- _DOEL_
Geef uit de tekst over de uitspraak van het gerechtshof letterlijk het stuk weer van "Immuniteit van jurisdictie in" tot en met "tegen deze beslissing.".

- _PAGINATEKST_
ECLI:NL:GHSGR:2012:BX8215

Gerechtshof 's-Gravenhage

Datum uitspraak
25 september 2012
Publicatiedatum
5 april 2013
Zaaknummer
200.097.743-01
Instantie
Gerechtshof 's-Gravenhage
Type
Uitspraak
Rechtsgebied
Civiel recht
Procedures
  • Hoger beroep
Rechters
Vindplaatsen
  • Rechtspraak.nl
AI samenvatting door LexboostAutomatisch gegenereerd

Immuniteit van jurisdictie in arbeidsgeschil tussen US-Iran Claims Tribunal en secretaresse

In deze zaak gaat het om een arbeidsgeschil tussen een secretaresse, aangeduid als [appellante], en het Iran-United States Claims Tribunal, hierna te noemen het Tribunaal. [Appellante] is in hoger beroep gekomen van een vonnis van de rechtbank 's-Gravenhage, waarin het beroep van het Tribunaal op immuniteit van jurisdictie werd gehonoreerd. De zaak betreft de beëindiging van de arbeidsovereenkomst van [appellante] en de vraag of de Nederlandse rechter bevoegd is om van het geschil kennis te nemen. Het Tribunaal, opgericht in 1981, heeft immuniteit van jurisdictie op grond van volkenrechtelijke bepalingen. De rechtbank heeft zich onbevoegd verklaard, en [appellante] heeft vier grieven ingediend tegen deze beslissing.

- _MATERIAAL_
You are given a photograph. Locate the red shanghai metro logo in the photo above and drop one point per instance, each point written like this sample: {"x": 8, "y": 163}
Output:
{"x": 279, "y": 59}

- _UITVOER_
Immuniteit van jurisdictie in arbeidsgeschil tussen US-Iran Claims Tribunal en secretaresse

In deze zaak gaat het om een arbeidsgeschil tussen een secretaresse, aangeduid als [appellante], en het Iran-United States Claims Tribunal, hierna te noemen het Tribunaal. [Appellante] is in hoger beroep gekomen van een vonnis van de rechtbank 's-Gravenhage, waarin het beroep van het Tribunaal op immuniteit van jurisdictie werd gehonoreerd. De zaak betreft de beëindiging van de arbeidsovereenkomst van [appellante] en de vraag of de Nederlandse rechter bevoegd is om van het geschil kennis te nemen. Het Tribunaal, opgericht in 1981, heeft immuniteit van jurisdictie op grond van volkenrechtelijke bepalingen. De rechtbank heeft zich onbevoegd verklaard, en [appellante] heeft vier grieven ingediend tegen deze beslissing.